What is the number of lines in the following data that contain "terracotta"? Answer with the number alone.

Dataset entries
—————

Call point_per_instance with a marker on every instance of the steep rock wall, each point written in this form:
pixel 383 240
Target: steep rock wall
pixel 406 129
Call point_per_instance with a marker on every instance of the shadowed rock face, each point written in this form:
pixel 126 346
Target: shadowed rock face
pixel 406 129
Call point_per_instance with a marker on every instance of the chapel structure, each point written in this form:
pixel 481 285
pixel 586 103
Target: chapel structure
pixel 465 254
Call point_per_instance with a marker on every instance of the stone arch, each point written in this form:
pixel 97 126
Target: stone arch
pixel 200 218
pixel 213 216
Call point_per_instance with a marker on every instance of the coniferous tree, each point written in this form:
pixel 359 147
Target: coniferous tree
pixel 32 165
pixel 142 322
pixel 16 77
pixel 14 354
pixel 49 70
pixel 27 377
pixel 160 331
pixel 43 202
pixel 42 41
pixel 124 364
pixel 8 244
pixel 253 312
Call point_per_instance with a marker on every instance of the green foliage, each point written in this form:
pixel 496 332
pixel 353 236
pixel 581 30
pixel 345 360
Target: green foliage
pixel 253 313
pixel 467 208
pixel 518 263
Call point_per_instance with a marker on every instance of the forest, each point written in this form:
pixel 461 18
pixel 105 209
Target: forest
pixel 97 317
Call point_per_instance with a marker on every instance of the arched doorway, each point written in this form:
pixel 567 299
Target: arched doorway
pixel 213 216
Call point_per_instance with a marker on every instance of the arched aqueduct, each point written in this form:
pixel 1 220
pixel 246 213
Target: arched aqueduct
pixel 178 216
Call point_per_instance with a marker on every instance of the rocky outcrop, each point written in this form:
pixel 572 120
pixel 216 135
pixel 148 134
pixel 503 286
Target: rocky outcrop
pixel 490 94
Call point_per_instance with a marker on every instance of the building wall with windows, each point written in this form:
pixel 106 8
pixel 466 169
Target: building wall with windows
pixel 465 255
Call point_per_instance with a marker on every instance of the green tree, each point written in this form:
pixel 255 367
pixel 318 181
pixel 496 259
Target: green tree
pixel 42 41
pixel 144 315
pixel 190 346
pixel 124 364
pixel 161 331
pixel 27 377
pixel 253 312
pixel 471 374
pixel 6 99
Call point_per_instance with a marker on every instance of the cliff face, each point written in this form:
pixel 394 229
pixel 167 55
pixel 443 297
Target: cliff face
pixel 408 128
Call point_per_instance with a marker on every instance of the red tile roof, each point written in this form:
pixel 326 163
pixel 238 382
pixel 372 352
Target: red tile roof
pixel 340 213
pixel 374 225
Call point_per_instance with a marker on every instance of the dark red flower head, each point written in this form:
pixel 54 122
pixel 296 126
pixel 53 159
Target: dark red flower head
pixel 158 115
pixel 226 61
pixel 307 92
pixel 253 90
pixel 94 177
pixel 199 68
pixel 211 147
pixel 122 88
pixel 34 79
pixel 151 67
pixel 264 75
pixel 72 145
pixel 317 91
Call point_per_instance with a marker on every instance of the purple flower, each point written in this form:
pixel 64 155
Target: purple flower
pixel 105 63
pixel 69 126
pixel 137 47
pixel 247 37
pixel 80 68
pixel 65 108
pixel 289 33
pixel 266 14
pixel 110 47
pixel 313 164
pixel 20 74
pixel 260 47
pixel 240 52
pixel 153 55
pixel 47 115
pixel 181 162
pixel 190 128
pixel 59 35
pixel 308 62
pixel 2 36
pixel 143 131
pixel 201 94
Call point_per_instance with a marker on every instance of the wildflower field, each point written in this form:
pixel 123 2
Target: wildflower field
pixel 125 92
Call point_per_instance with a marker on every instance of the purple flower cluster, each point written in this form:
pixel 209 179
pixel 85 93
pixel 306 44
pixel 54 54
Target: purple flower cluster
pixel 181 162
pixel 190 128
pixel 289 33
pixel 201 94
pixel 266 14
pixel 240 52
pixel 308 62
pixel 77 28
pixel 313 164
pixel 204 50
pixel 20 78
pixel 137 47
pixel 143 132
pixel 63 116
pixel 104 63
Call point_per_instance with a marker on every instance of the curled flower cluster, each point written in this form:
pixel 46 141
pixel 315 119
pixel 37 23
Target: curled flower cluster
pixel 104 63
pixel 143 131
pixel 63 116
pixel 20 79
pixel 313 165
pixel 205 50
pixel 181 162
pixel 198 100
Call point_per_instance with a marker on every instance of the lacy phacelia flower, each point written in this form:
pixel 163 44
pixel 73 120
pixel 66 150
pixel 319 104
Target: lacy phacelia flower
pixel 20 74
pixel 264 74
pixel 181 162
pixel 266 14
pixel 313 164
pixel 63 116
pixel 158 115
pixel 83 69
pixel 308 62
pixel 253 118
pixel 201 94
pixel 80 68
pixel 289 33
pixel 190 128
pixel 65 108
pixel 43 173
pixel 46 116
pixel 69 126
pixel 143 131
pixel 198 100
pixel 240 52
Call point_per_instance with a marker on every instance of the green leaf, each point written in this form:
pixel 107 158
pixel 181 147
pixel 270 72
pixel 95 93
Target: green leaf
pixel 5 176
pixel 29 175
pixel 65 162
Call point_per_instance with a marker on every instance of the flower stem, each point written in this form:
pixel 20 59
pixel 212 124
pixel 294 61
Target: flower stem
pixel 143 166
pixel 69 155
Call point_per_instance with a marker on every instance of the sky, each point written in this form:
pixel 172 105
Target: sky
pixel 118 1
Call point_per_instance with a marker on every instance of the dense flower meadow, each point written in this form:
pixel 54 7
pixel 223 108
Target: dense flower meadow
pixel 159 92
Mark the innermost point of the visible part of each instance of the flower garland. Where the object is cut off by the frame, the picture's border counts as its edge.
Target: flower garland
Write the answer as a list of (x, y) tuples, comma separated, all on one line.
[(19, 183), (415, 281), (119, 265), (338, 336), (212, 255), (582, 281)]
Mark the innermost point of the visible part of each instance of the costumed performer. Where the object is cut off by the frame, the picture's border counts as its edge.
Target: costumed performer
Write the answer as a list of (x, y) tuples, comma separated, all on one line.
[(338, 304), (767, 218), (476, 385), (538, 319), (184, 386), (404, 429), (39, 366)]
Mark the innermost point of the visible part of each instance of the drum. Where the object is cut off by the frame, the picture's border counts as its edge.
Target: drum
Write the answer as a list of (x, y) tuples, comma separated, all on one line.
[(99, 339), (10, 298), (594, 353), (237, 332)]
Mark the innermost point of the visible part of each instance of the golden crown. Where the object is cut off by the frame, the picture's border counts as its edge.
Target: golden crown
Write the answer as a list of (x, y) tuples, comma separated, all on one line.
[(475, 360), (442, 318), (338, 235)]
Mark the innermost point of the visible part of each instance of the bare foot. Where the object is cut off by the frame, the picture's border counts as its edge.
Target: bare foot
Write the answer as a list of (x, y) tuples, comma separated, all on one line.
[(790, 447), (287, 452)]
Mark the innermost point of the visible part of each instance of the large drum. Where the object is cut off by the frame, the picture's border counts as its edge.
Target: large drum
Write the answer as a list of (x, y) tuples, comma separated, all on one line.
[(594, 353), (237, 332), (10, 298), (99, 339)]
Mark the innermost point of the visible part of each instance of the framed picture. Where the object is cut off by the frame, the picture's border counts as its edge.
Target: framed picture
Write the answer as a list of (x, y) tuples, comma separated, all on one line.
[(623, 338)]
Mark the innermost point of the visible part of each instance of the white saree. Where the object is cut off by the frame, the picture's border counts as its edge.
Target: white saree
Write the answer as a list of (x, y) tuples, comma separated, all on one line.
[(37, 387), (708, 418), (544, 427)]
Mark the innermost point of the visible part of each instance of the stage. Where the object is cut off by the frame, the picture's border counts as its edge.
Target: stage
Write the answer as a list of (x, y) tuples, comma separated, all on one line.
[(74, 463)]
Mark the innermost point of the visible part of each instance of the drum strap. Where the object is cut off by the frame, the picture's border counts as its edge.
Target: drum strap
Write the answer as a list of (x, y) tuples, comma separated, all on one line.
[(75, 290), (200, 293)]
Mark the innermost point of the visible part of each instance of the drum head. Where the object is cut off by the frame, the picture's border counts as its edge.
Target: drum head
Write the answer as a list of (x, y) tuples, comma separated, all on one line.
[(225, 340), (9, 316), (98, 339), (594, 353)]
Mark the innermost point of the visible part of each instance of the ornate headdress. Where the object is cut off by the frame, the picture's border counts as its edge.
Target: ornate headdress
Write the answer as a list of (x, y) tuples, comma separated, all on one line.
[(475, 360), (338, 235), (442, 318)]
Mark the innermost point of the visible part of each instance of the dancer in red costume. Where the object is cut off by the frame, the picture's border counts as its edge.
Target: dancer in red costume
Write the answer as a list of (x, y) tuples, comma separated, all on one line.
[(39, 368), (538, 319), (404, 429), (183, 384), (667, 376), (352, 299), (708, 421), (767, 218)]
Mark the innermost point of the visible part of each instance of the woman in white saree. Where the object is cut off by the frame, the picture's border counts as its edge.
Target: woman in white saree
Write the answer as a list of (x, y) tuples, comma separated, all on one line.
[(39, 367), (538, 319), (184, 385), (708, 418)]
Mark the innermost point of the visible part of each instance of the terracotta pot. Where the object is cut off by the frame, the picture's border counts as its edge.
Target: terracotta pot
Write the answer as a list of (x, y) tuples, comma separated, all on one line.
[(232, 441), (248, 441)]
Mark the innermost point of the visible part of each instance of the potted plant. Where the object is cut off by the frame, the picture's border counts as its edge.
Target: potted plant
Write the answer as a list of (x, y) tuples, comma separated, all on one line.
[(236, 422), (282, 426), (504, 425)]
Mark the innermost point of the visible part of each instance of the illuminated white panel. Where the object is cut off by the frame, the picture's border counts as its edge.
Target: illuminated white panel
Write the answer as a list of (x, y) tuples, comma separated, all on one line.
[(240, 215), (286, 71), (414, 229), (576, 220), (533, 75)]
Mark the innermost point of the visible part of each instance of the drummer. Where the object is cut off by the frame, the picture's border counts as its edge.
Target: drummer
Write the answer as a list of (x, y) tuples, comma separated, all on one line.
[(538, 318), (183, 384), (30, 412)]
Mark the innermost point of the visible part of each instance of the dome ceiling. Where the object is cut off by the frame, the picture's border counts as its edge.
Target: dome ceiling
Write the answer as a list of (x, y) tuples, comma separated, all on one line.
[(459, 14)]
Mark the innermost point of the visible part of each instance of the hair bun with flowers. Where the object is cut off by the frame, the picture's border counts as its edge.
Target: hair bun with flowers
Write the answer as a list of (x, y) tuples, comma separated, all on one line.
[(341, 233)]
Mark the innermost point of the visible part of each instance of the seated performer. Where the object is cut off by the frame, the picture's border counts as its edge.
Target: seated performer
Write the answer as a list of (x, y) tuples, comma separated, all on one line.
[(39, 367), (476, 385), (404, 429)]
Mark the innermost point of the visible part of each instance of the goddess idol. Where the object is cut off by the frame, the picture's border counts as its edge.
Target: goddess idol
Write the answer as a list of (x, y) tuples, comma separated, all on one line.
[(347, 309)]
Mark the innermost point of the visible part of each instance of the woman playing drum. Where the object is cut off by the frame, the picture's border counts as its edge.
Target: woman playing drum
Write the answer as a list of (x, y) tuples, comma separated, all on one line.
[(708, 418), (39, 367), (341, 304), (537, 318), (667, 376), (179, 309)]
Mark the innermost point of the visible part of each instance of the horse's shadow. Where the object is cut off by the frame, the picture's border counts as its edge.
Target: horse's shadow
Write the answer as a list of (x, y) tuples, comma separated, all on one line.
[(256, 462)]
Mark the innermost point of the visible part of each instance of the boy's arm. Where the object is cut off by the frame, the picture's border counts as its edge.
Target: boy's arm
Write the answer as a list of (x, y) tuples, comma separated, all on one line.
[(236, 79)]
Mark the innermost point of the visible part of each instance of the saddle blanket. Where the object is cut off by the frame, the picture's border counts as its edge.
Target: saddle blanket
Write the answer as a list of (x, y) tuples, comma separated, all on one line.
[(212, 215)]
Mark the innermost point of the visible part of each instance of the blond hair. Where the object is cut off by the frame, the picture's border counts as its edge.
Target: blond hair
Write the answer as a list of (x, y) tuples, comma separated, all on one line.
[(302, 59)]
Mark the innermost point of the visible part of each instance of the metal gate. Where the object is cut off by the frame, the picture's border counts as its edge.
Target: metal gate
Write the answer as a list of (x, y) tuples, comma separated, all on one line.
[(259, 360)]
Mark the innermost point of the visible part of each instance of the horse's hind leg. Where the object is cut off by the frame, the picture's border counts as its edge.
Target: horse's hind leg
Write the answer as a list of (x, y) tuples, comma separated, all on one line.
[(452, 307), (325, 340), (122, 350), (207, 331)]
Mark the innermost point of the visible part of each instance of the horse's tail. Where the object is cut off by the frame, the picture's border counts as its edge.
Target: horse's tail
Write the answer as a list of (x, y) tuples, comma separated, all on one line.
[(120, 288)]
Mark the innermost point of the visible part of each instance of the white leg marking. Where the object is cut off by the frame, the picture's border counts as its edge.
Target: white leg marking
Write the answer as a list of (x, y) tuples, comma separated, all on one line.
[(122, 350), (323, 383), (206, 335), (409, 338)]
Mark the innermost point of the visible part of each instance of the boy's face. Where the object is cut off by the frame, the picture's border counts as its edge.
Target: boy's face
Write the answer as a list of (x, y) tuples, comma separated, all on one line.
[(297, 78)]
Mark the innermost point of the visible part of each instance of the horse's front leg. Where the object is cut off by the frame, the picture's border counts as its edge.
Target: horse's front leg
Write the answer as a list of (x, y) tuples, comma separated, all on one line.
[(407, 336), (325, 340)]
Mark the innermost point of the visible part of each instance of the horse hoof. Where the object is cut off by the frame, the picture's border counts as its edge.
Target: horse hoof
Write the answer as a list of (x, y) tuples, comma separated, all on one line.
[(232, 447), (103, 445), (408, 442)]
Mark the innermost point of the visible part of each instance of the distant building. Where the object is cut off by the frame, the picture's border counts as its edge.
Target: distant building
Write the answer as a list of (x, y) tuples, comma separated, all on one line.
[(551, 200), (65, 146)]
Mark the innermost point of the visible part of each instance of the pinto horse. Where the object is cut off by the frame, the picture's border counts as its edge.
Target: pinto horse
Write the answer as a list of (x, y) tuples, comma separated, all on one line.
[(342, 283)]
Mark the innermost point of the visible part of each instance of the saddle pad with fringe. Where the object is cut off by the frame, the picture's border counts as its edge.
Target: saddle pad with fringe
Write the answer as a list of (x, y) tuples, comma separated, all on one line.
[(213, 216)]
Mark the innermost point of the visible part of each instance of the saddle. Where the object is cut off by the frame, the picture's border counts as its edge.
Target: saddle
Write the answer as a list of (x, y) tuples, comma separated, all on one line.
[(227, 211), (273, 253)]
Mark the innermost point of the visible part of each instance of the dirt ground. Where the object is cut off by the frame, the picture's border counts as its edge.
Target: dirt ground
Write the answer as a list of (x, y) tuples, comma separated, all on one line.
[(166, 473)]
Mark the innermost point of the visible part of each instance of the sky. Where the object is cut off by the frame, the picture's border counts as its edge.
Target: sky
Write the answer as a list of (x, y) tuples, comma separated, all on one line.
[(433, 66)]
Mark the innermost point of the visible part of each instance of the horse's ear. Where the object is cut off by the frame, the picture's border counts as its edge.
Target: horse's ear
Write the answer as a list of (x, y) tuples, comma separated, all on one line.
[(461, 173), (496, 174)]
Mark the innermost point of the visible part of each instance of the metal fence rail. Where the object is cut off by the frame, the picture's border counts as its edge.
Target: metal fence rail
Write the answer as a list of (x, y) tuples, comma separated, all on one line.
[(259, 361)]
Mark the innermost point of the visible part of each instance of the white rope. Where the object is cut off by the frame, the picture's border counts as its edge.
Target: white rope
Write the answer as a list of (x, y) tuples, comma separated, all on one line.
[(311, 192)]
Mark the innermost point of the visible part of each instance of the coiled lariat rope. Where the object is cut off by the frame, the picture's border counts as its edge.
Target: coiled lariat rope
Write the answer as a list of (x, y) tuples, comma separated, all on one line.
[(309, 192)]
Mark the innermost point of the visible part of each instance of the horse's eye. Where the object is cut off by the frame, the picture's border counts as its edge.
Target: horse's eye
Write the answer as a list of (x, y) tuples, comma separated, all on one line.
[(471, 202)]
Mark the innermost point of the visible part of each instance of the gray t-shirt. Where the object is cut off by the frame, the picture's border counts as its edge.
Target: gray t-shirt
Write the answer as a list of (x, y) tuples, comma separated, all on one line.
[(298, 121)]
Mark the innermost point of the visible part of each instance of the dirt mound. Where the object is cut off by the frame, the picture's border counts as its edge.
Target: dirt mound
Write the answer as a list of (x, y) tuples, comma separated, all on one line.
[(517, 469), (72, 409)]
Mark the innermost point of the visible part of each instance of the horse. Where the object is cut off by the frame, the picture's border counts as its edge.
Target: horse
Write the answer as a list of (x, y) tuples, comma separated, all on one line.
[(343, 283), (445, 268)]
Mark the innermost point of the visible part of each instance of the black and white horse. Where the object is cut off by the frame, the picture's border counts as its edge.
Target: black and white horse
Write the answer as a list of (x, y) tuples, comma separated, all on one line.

—————

WRITTEN SOLUTION =>
2